◆ DIRECTION
Set out the listing as a JSON list of strings, one per line with blank lines omitted, starting at the beginning of the listing and ending at the line that contains "Query: tree trunk". Leave the pictures out.

◆ TASK DATA

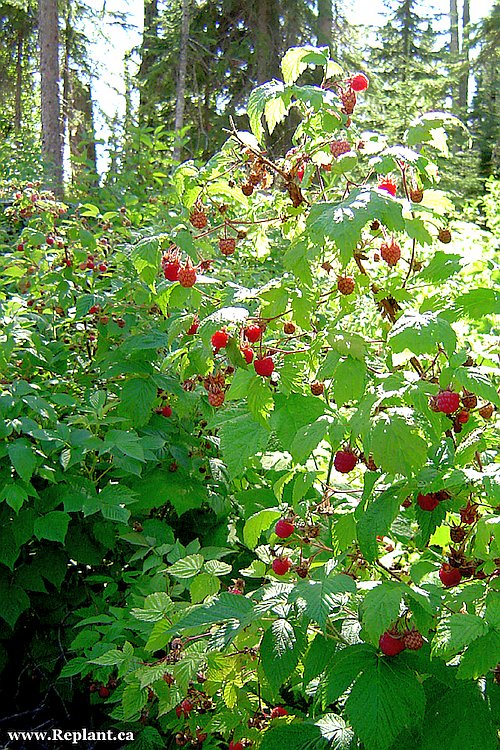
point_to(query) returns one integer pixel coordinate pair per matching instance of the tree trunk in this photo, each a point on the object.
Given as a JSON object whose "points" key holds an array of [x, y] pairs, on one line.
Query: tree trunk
{"points": [[148, 56], [48, 34], [454, 51], [325, 23], [463, 85], [181, 80], [18, 116]]}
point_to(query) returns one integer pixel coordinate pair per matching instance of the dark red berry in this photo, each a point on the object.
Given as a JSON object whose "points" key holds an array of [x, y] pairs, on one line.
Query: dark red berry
{"points": [[449, 576], [345, 461], [284, 528], [281, 565], [253, 334], [390, 645], [220, 339], [447, 402], [264, 366]]}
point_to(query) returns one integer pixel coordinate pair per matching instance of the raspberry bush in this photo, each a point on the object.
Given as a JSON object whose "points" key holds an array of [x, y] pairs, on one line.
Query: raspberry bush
{"points": [[234, 454]]}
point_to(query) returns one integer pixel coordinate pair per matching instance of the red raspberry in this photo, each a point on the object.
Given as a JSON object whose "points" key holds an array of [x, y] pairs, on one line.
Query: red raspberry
{"points": [[227, 245], [391, 645], [345, 461], [216, 398], [193, 328], [247, 354], [198, 219], [345, 284], [187, 275], [284, 528], [413, 640], [359, 82], [220, 339], [281, 565], [339, 147], [428, 502], [388, 185], [278, 711], [264, 366], [447, 402], [390, 252], [253, 334], [449, 576]]}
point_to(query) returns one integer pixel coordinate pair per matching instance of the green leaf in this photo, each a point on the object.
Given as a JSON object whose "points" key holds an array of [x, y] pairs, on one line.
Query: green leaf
{"points": [[294, 737], [383, 701], [52, 526], [350, 380], [396, 446], [202, 586], [343, 222], [280, 651], [456, 631], [137, 398], [343, 669], [241, 438], [296, 60], [482, 655], [22, 458], [381, 607], [186, 567], [422, 333], [376, 521], [459, 720], [322, 597], [256, 524]]}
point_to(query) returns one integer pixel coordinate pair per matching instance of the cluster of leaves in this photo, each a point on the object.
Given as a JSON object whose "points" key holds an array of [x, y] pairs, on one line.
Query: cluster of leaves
{"points": [[145, 515]]}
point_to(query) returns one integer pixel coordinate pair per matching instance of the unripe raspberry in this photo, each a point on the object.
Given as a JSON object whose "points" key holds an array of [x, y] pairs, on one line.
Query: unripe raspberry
{"points": [[346, 284], [284, 528], [220, 339], [281, 565], [253, 334], [345, 461], [339, 147], [198, 219], [216, 398], [449, 576], [388, 185], [444, 236], [390, 252], [413, 640], [227, 245], [317, 388], [447, 402], [187, 275], [391, 645], [264, 366], [427, 502], [416, 195], [359, 82]]}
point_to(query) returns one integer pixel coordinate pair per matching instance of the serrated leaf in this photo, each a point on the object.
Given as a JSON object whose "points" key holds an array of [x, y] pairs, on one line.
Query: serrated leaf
{"points": [[381, 607], [383, 701], [322, 597], [343, 222], [422, 333], [137, 398], [280, 651]]}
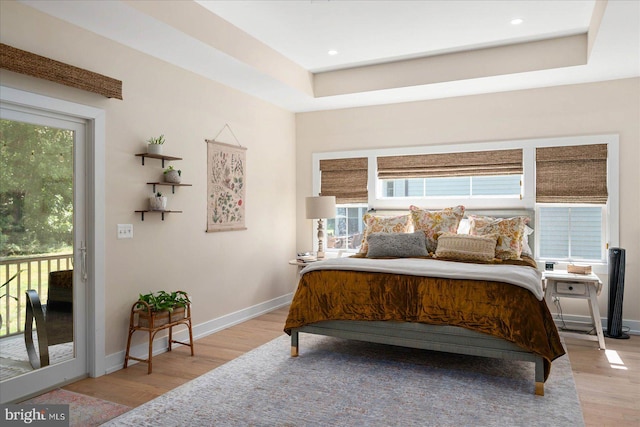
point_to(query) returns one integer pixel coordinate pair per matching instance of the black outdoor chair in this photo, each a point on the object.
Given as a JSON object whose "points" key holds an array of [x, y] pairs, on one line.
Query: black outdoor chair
{"points": [[54, 321]]}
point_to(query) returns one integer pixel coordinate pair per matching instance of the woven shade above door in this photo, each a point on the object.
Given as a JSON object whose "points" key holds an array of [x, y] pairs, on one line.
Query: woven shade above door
{"points": [[345, 178], [575, 174], [497, 162]]}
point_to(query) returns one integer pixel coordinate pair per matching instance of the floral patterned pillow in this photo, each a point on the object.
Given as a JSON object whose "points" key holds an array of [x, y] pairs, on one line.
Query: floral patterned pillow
{"points": [[383, 224], [510, 232], [434, 223]]}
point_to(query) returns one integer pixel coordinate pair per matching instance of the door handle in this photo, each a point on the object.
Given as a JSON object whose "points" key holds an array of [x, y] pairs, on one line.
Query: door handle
{"points": [[83, 262]]}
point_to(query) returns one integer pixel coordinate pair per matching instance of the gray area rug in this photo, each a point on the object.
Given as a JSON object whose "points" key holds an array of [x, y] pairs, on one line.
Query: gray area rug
{"points": [[338, 382]]}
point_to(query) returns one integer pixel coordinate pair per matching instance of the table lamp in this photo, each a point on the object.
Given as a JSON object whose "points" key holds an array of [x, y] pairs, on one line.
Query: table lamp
{"points": [[320, 207]]}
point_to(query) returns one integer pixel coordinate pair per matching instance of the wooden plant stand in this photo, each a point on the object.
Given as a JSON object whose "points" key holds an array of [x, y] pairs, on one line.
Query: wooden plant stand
{"points": [[143, 319]]}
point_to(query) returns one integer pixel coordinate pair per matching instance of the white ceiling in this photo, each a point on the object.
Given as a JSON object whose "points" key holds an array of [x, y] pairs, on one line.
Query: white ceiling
{"points": [[368, 32]]}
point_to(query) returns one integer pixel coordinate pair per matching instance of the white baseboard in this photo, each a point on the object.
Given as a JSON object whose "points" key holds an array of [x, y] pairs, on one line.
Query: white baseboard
{"points": [[115, 361], [633, 326]]}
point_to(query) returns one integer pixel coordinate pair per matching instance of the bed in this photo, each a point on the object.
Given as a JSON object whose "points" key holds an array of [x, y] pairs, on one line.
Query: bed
{"points": [[490, 309]]}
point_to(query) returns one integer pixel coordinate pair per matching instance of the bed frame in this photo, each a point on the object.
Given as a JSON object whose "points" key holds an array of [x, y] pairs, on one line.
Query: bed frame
{"points": [[445, 338]]}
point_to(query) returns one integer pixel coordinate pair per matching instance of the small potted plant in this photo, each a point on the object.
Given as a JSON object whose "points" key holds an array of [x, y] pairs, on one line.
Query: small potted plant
{"points": [[172, 175], [157, 202], [155, 145], [160, 308]]}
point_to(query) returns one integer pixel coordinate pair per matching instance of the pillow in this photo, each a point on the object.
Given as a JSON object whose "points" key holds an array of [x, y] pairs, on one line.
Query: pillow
{"points": [[401, 245], [526, 249], [463, 228], [466, 247], [509, 231], [387, 224], [433, 223]]}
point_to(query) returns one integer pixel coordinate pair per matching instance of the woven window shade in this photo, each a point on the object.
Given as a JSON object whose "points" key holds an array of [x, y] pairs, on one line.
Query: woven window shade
{"points": [[346, 179], [499, 162], [576, 174]]}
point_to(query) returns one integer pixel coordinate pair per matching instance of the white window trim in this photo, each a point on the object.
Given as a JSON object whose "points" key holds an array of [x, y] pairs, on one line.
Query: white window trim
{"points": [[528, 191]]}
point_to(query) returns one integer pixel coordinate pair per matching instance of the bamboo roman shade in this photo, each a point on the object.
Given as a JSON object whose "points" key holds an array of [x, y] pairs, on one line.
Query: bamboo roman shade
{"points": [[345, 178], [576, 174], [498, 162]]}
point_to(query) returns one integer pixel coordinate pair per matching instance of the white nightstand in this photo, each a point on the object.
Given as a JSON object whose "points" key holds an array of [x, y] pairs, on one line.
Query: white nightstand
{"points": [[584, 286]]}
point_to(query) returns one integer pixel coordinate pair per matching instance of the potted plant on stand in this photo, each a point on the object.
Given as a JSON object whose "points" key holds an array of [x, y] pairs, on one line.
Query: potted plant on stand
{"points": [[157, 202], [172, 175], [155, 145], [160, 308]]}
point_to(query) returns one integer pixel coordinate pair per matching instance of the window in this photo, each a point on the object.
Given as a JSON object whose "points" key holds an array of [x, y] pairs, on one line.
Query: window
{"points": [[567, 180], [346, 229], [571, 233], [459, 186]]}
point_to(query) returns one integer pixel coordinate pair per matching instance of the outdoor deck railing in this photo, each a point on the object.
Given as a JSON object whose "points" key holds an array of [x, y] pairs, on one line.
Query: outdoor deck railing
{"points": [[34, 274]]}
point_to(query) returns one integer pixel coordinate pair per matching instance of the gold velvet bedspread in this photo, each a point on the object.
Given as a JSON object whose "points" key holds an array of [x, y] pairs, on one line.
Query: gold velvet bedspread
{"points": [[501, 310]]}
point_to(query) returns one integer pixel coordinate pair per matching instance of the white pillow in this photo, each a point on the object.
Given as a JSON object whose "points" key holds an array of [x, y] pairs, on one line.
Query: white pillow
{"points": [[526, 249]]}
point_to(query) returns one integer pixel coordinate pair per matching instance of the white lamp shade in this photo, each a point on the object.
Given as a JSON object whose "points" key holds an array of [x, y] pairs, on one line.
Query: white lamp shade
{"points": [[321, 207]]}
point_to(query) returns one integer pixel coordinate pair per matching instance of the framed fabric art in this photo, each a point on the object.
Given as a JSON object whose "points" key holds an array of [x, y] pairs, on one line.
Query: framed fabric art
{"points": [[226, 186]]}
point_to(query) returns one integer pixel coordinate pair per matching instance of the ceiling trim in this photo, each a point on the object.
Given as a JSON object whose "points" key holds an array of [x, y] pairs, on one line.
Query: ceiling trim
{"points": [[492, 61]]}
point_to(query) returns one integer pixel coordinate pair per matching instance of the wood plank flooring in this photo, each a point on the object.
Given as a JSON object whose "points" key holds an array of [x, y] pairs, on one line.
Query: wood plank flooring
{"points": [[608, 383]]}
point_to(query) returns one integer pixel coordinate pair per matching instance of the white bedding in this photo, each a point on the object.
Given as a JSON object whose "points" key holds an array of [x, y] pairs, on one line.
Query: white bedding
{"points": [[525, 277]]}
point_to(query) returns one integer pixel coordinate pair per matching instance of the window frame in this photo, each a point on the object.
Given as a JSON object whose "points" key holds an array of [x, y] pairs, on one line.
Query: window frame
{"points": [[603, 240], [527, 201]]}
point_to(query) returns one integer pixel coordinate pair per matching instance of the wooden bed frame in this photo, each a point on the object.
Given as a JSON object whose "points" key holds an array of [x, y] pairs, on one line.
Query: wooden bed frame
{"points": [[445, 338]]}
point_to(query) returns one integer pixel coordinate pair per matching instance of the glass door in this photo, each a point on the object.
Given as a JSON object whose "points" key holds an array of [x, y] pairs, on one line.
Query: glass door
{"points": [[42, 251]]}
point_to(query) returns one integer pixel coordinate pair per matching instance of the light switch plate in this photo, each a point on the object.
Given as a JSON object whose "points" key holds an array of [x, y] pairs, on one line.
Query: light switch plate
{"points": [[125, 231]]}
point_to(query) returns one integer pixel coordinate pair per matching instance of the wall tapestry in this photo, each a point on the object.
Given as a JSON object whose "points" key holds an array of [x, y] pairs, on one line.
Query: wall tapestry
{"points": [[226, 174]]}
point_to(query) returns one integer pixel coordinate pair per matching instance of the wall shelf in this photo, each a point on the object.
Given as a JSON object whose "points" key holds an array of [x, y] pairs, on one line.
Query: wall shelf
{"points": [[157, 156], [160, 212], [173, 185]]}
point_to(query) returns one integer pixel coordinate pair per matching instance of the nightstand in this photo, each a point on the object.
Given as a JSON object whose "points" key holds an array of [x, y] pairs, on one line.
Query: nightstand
{"points": [[561, 284]]}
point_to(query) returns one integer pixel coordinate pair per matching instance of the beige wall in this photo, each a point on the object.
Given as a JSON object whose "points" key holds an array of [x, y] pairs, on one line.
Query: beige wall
{"points": [[587, 109], [223, 272]]}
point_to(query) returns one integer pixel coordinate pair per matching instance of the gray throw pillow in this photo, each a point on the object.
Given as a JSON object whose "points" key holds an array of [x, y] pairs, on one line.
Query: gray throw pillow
{"points": [[399, 245]]}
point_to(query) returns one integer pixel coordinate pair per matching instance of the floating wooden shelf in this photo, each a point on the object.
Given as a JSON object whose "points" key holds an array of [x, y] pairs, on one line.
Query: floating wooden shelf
{"points": [[160, 212], [157, 156], [173, 185]]}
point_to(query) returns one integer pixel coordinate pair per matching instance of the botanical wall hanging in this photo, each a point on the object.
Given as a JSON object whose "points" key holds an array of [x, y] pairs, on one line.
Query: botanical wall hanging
{"points": [[226, 186]]}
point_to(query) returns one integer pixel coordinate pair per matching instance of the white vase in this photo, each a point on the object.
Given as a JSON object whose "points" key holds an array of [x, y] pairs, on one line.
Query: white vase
{"points": [[157, 203], [154, 148], [173, 177]]}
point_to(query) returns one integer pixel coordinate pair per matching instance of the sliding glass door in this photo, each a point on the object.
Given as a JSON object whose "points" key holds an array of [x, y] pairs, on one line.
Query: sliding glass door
{"points": [[42, 250]]}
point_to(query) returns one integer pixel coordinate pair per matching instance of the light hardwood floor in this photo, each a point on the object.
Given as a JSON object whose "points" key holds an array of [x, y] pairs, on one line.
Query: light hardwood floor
{"points": [[609, 388]]}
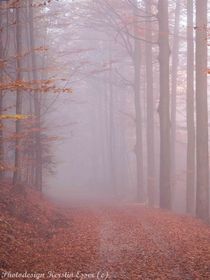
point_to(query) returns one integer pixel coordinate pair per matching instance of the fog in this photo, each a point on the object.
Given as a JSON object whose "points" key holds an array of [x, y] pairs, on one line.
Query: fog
{"points": [[104, 139], [107, 100]]}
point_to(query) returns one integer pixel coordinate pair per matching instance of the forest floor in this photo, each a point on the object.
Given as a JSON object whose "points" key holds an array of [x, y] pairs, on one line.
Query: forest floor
{"points": [[126, 241]]}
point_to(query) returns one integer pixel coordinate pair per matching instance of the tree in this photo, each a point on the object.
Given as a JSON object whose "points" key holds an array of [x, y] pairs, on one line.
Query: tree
{"points": [[164, 114], [138, 108], [150, 109], [16, 175], [174, 70], [190, 178], [202, 156]]}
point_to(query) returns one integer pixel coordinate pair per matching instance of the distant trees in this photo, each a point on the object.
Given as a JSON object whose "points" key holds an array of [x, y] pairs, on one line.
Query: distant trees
{"points": [[23, 152], [164, 112], [190, 101], [150, 133], [202, 152]]}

◆ WRITTEN REPLY
[
  "point_to(query) returns one integer pixel coordinate pair per matching instance of the tree trunk in this photo, each a point on the object.",
  "Given as a JSON object whose \"points\" key holds an array of [x, y] pairs, on one line.",
  "Query: tree trunk"
]